Entries drawn from a collection:

#####

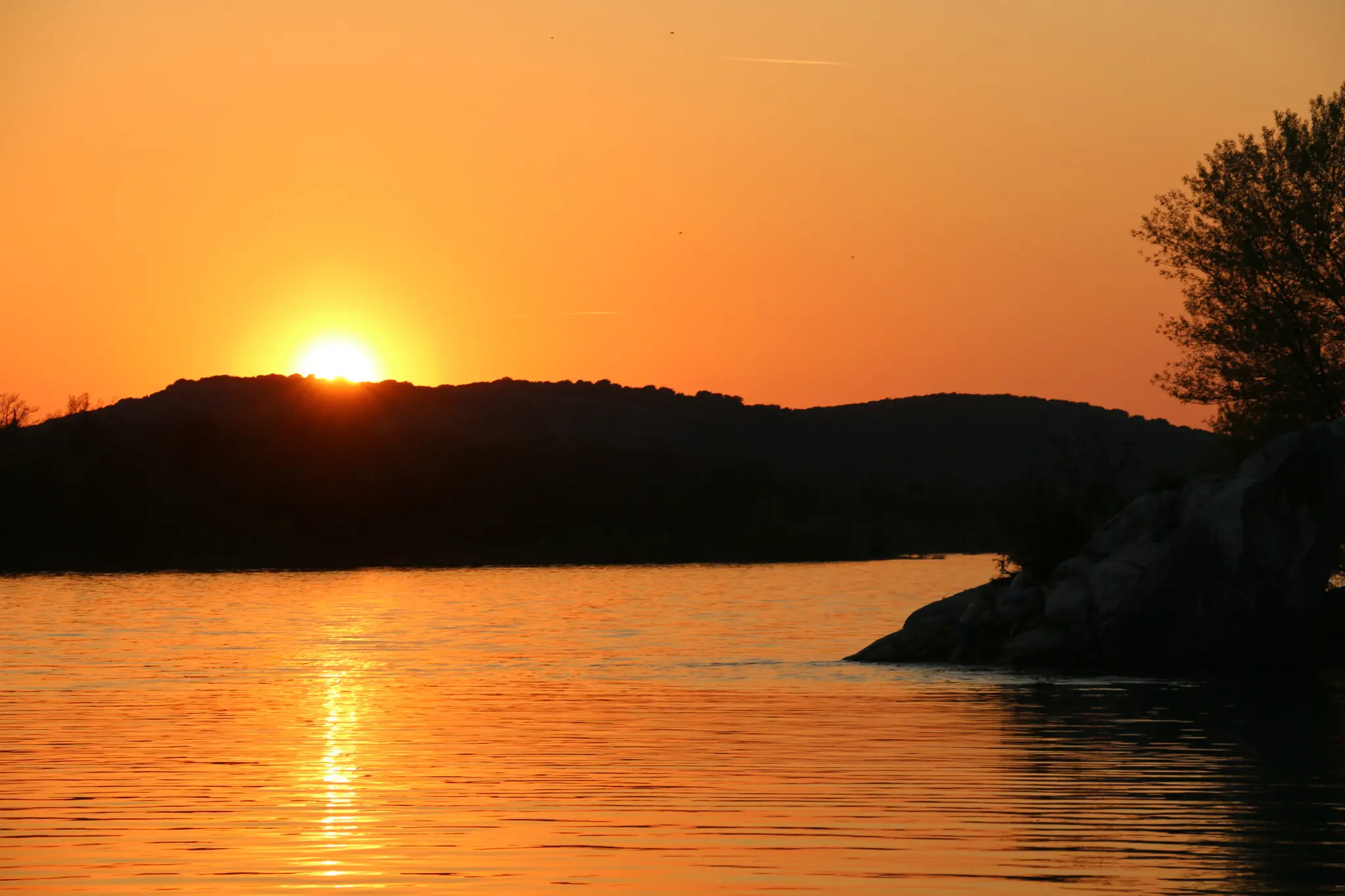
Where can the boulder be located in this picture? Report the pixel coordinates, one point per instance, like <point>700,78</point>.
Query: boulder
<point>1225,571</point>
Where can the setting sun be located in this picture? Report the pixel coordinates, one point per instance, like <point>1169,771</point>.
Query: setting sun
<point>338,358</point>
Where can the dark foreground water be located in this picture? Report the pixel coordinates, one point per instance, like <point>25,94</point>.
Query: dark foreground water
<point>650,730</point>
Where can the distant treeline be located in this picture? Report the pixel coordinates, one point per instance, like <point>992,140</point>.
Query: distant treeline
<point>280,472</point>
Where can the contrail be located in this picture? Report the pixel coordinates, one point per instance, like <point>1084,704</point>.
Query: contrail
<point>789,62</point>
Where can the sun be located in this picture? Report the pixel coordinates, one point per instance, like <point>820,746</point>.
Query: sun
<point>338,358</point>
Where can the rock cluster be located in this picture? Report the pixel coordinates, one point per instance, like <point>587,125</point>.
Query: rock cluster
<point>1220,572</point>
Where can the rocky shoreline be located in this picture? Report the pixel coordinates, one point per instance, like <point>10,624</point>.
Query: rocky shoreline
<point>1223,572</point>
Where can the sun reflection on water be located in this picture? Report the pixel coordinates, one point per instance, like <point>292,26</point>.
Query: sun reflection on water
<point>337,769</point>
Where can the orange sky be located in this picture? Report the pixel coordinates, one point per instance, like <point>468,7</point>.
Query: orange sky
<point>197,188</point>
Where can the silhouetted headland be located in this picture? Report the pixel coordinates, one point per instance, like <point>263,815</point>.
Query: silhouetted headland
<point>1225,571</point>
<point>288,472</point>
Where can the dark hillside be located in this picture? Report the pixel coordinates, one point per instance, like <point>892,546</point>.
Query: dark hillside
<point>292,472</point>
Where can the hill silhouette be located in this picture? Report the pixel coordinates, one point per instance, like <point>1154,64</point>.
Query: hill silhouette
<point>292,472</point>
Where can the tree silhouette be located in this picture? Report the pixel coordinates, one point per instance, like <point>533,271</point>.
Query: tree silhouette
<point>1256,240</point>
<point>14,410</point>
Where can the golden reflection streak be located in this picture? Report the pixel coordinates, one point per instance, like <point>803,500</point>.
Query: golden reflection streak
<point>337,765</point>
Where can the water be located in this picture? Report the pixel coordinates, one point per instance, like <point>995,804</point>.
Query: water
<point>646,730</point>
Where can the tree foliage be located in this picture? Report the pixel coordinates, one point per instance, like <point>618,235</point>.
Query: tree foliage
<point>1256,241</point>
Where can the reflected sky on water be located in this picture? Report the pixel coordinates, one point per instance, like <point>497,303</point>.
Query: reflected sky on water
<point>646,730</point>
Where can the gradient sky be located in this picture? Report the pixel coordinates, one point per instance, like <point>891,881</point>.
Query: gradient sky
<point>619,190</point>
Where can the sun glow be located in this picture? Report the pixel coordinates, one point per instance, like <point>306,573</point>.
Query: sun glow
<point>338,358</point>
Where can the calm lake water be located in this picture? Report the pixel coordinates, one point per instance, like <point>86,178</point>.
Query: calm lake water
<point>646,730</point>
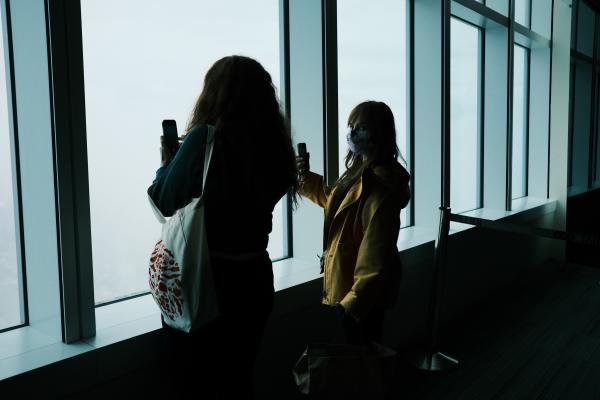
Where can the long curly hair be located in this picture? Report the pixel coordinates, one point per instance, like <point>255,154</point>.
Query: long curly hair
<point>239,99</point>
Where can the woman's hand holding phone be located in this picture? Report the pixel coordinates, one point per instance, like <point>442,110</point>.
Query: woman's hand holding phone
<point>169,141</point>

#####

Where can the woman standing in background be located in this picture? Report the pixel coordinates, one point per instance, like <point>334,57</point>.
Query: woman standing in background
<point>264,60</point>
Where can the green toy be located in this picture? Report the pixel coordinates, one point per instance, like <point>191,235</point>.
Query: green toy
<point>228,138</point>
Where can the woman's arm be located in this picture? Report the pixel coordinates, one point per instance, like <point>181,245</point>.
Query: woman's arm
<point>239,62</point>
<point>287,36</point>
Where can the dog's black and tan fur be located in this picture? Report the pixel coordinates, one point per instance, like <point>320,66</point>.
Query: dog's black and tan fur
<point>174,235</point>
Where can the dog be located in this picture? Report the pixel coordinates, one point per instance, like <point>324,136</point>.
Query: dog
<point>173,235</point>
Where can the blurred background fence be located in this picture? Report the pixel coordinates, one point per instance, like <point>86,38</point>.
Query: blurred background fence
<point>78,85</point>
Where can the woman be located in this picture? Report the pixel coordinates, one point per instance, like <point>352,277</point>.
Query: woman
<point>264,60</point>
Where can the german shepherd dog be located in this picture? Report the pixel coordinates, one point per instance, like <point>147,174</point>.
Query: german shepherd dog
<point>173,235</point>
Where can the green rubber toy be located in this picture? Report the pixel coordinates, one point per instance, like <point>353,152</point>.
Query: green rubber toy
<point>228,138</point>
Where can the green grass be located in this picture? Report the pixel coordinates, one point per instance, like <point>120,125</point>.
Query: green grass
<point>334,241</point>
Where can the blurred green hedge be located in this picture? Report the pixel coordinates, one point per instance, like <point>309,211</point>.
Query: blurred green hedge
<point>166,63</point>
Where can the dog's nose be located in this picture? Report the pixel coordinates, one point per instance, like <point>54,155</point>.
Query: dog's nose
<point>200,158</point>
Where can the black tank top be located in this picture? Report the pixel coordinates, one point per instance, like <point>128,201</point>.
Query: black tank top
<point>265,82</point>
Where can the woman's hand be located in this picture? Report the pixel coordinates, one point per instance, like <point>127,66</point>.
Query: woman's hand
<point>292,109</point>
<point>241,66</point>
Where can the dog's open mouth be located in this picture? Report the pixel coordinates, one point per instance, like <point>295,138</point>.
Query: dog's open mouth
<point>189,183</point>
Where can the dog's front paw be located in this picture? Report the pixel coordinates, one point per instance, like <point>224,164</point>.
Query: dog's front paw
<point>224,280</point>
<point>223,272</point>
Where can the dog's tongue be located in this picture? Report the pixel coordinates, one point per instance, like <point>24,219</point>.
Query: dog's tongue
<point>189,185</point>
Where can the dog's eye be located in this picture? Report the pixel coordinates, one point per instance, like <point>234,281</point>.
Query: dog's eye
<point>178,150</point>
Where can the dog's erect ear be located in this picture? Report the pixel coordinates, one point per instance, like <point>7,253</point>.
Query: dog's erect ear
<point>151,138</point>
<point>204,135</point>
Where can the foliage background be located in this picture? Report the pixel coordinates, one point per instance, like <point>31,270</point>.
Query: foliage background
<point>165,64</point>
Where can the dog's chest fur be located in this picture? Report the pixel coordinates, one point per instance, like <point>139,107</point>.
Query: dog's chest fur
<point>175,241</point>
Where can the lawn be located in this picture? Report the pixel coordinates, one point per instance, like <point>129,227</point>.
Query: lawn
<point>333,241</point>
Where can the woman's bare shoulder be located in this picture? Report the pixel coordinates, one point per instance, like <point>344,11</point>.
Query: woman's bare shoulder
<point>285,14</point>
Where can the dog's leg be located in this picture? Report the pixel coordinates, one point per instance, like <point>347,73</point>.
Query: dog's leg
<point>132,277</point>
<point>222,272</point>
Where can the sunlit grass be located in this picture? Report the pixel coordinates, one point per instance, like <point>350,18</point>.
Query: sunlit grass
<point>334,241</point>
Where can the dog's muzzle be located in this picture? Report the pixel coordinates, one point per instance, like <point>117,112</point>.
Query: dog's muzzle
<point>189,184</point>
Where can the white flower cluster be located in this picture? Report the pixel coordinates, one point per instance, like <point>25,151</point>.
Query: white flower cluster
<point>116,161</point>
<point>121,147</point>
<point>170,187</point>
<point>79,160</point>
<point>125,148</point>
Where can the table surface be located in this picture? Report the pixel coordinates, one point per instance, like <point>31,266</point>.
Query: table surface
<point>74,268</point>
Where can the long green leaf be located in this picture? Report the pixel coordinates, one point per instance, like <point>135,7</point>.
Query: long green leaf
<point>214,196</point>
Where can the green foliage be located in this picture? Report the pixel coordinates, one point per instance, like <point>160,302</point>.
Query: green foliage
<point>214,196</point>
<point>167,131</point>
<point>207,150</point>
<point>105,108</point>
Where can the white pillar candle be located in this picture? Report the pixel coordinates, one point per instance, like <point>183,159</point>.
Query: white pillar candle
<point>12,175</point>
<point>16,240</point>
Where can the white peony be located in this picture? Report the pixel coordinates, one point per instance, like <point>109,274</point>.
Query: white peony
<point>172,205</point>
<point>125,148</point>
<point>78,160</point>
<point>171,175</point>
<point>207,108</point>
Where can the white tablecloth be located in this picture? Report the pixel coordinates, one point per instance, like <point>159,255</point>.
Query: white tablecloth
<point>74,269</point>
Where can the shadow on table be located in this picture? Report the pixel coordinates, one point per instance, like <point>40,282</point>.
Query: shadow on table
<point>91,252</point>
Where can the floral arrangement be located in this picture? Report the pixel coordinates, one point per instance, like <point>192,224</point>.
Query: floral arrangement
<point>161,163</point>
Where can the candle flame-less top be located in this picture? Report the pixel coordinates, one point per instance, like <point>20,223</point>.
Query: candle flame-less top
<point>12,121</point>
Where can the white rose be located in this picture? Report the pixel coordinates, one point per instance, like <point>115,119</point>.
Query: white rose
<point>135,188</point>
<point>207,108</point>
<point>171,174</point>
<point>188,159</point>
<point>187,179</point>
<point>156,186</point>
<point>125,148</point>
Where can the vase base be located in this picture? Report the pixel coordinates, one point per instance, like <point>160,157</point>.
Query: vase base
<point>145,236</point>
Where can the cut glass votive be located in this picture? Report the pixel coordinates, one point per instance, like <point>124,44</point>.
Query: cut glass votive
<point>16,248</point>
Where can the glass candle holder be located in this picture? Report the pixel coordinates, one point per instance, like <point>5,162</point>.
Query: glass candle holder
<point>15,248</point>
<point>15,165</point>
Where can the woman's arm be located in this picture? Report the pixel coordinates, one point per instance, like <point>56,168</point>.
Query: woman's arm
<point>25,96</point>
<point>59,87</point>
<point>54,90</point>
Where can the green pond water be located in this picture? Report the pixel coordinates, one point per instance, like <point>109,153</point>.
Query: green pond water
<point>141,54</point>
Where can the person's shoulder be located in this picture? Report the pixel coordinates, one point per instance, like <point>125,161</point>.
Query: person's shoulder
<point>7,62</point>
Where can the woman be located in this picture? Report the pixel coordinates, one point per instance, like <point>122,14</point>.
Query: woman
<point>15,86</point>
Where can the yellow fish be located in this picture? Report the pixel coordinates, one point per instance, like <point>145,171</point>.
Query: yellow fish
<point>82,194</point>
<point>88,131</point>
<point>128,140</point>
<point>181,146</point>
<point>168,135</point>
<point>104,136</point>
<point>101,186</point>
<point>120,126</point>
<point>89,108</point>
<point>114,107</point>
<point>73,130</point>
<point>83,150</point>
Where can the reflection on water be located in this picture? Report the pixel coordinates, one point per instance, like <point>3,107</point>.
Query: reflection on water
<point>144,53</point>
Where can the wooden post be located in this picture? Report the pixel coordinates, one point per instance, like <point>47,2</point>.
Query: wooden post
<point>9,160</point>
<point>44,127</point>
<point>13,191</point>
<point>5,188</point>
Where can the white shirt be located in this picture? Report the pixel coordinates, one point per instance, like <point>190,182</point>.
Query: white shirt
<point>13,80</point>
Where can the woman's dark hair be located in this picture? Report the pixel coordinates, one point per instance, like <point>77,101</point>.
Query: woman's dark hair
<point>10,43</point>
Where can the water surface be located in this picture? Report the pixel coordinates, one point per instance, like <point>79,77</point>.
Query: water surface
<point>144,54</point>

#####

EXERCISE TASK: Write out the records line for line, starting with the line that contains "Where can the sun glow" and going on through the line that contains "<point>169,141</point>". Leave the pictures out of your answer.

EXERCISE SOLUTION:
Where can the sun glow be located in this picture? Report the pixel coordinates, one point per instance, like <point>306,573</point>.
Query: sun glow
<point>338,358</point>
Where can the calm lake water be located in this picture? Report the pixel coordinates, one point per instance, like <point>86,178</point>.
Query: calm lake water
<point>646,730</point>
Where can the long curly hair be located in this picture? Report the pixel coordinates, one point per instance, like <point>255,154</point>.
Query: long curly hair
<point>239,99</point>
Where can the woman's hand holding phone be located in this picture? Report the pixel coordinates, one point per instance, like <point>442,110</point>.
Query: woman's hand holding phone
<point>169,141</point>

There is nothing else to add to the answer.